- **Your assignment**: Your output should be the line with "In this picture, where can the sandy" followed by every remaining line of the entries, reproduced exactly.

- **Excerpted data**:
========================

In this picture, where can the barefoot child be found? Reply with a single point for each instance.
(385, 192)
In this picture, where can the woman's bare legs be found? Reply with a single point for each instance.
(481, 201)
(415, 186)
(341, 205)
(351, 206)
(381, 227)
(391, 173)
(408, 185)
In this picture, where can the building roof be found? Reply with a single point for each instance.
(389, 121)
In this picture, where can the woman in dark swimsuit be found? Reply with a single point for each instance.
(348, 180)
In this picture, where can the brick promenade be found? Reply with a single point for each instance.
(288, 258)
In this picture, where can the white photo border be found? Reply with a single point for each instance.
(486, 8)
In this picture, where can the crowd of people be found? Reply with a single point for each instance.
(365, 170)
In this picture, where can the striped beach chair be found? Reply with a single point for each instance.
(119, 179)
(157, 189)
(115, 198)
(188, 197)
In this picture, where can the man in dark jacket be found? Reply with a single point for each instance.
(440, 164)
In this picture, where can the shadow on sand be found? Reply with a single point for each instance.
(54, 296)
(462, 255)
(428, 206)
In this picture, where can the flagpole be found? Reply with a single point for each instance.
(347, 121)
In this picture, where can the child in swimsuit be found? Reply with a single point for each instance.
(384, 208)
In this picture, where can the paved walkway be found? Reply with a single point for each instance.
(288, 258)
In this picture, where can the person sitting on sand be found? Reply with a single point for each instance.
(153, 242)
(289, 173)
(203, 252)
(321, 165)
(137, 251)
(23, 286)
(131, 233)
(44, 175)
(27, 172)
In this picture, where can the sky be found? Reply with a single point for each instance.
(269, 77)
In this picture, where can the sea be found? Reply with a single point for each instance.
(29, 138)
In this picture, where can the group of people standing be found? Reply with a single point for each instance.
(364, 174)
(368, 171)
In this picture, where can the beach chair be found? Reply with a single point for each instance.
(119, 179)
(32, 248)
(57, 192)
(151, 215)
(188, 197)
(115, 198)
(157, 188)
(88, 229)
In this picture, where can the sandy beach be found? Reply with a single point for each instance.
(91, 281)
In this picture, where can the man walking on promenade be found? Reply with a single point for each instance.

========================

- **Output of the task**:
In this picture, where can the sandy beach be found? Reply with a single point for each instance.
(91, 281)
In this picture, where can the man walking on promenade be found? Reply with a single point for each instance.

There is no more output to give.